Diperlukan berbagai respons kebijakan, program, dan eksekusi yang menunjukkan sense of crisis atau kesadaran atas krisis dari semua pemangku kepentingan.
Apalagi, peluang Indonesia untuk terhindar dari jebakan resesi sebenarnya cukup besar. Sebab, penopang utama kekuatan ekonomi ada di dalam negeri, yaitu sisi permintaan berupa konsumsi rumah tangga dan sisi pasokan berupa usaha mikro, kecil, dan menengah (UMKM). Apalagi, Indonesia memiliki sumber daya yang cukup melimpah. Alhasil, pemerintah mestinya cukup fokus pada dua program prioritas, yaitu sisi sosial dan sisi ekonomi. Titik krusial efektivitas program bukan pada besaran anggaran, melainkan kejelasan konsep serta kecepatan dan ketepatan eksekusi program. Program bertujuan sosial (perlindungan sosial), secara konsep dan target, tidak boleh dicampur aduk dengan program untuk pemulihan ekonomi.
Program perlindungan sosial merupakan intervensi sisi permintaan, yaitu mencegah daya beli masyarakat anjlok. Oleh karena itu, sasaran intervensinya sederhana, yaitu memulihkan daya beli penduduk miskin dan rentan miskin, baik yang dari awal ada di kelompok miskin maupun akibat terdampak pandemi Covid-10. Artinya, cukup fokus pada satu skema bantuan sosial atau program subsidi yang benar-benar tepat sasaran untuk dua kelompok tersebut. Skema program yang banyak justru membuat kegaduhan di level eksekusi dan kesulitan memantau efektivitas program.
Intervensi kedua adalah program pemulihan ekonomi untuk UMKM yang berkontribusi 99 persen terhadap perekonomian. Program bantuan likuiditas mulai dari restrukturisasi, relaksasi, dan bantuan permodalan baru, hingga relaksasi fiskal diharapkan para pelaku usaha. Namun, hal paling penting, berbagai program bail out tersebut harus mampu menggerakkan kembali aktivitas ekonomi, bukan justru menjadi moral hazard mengatasnamakan pandemi hanya demi memanfaatkan berbagai fasilitas dari pemerintah.

++++++++

→ **Petunjuk**:
1. Tulis ulang bagian teks tentang pemulihan ekonomi di antara "Diperlukan berbagai respons" dan "semua pemangku kepentingan.", termasuk kedua batas itu. Ganti "pemangku kepentingan" dengan "pihak terkait".
2. Jawab berdasarkan teks tentang pemulihan ekonomi.
(a) Apa dua penopang utama kekuatan ekonomi di dalam negeri?
(b) Apa titik krusial efektivitas program?
(c) Berapa persen kontribusi UMKM terhadap perekonomian?
3. Tulis lanjutan teks tentang pemulihan ekonomi, dimulai setelah kalimat terakhirnya.

→ **Data yang Diberikan**:
++++++++

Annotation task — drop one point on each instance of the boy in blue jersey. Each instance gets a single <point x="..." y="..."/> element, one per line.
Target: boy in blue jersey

++++++++

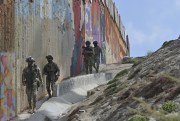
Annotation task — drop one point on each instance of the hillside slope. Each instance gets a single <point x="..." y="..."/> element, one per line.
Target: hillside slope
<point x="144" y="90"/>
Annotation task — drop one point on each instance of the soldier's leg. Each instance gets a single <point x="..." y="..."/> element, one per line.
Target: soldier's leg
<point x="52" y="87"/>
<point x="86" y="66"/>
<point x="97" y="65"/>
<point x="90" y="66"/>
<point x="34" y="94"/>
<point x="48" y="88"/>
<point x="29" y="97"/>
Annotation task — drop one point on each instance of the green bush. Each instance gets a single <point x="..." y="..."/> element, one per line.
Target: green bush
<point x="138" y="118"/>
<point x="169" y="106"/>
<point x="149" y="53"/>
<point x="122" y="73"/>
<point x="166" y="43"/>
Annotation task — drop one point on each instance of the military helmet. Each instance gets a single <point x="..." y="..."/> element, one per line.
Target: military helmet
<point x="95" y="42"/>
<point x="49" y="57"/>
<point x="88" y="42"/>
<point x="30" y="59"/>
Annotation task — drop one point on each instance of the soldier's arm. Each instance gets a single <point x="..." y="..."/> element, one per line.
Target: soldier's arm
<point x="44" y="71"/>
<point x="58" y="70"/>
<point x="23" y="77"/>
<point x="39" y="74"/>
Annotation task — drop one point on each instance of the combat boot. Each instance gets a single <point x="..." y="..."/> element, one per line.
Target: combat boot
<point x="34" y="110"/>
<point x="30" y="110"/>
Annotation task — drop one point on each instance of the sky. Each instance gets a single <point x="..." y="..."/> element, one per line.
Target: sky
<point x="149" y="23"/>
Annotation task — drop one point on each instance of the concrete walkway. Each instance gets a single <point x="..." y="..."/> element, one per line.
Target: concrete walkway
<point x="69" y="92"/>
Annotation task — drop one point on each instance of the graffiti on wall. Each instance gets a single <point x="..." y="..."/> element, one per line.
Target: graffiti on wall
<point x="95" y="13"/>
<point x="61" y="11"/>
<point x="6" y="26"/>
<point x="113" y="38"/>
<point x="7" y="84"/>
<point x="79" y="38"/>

++++++++

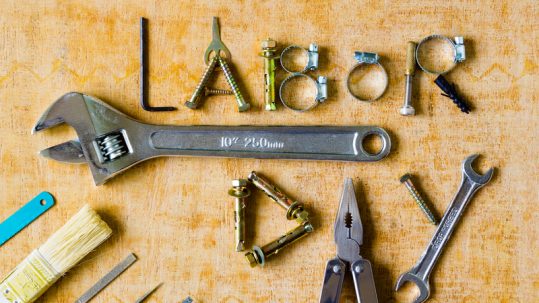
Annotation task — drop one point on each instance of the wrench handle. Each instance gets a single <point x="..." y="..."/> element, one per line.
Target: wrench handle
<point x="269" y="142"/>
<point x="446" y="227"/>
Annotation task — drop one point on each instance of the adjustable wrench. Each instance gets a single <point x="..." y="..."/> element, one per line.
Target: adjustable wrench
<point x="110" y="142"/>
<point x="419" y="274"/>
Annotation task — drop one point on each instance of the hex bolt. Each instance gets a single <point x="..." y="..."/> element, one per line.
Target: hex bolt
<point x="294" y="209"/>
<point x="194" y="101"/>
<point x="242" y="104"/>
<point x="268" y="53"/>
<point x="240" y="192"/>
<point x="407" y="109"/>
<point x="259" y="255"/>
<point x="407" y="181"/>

++++++++

→ **Jawaban per Nomor**:
1.
Diperlukan berbagai respons kebijakan, program, dan eksekusi yang menunjukkan sense of crisis atau kesadaran atas krisis dari semua pihak terkait.

2.
(a) Sisi permintaan berupa konsumsi rumah tangga dan sisi pasokan berupa usaha mikro, kecil, dan menengah (UMKM).
(b) Kejelasan konsep serta kecepatan dan ketepatan eksekusi program, bukan besaran anggaran.
(c) 99 persen.

3.
Sebagai ilustrasi, pertumbuhan kredit bank umum hingga Juni 2020 mencapai titik terendah, yakni tumbuh 1,49 persen. Di sisi lain, dana pihak ketiga (DPK) masih tumbuh 7,95 persen. Ternyata, masyarakat lebih gemar menabung daripada ekspansi kredit. Artinya, jika hanya mengandalkan intervensi pelonggaran dan guyuran likuiditas, belum tentu efektif di tengah permintaan yang lesu.
Optimisme semu
Pada triwulan I-2020, Indonesia masih tumbuh positif 2,97 persen dan kontraksi 5,32 persen pada triwulan II-2020 lebih rendah di antara negara-negara di ASEAN. Namun, tidak serta-merta kondisi Indonesia lebih baik dari negara-negara yang kini telah memasuki jurang resesi. Pasalnya, selain belum berhasil mengendalikan Covid-19, motor penggerak utama pertumbuhan ekonomi Indonesia justru memiliki kerentanan yang tinggi dan memiliki korelasi langsung dengan Covid-19.
Apalagi, kontraksi ekonomi pada triwulan II-2020 telah menyebabkan angka pengangguran dan kemiskinan bertambah. Investasi juga terkontraksi sangat dalam, yaitu minus 8,61 persen. Padahal, dua variabel tersebut menjadi sumber utama pertumbuhan ekonomi. Indonesia tidak bisa langsung mengekor pada kinerja China yang langsung mampu bergeliat cepat. Kecuali, Indonesia mampu mengambil peluang pergeseran investasi dari China sebagaimana Vietnam. Kondisi neraca perdagangan Indonesia yang surplus dalam tiga bulan terakhir lebih disebabkan berkah logam mulia yang semakin berkilau, bukan karena peningkatan produktivitas dan daya saing komoditas ekspor.
Oleh karena itu, mencantumkan target pertumbuhan ekonomi 4,5-5,5 persen pada 2021 di tengah kesadaran akan krisis pemerintah yang lemah semakin menunjukkan ketidakmampuan melihat dan memitigasi masalah perekonomian. Jangan sampai halusinasi target pertumbuhan tersebut justru semakin memicu ketidakpercayaan pasar terhadap perekonomian Indonesia.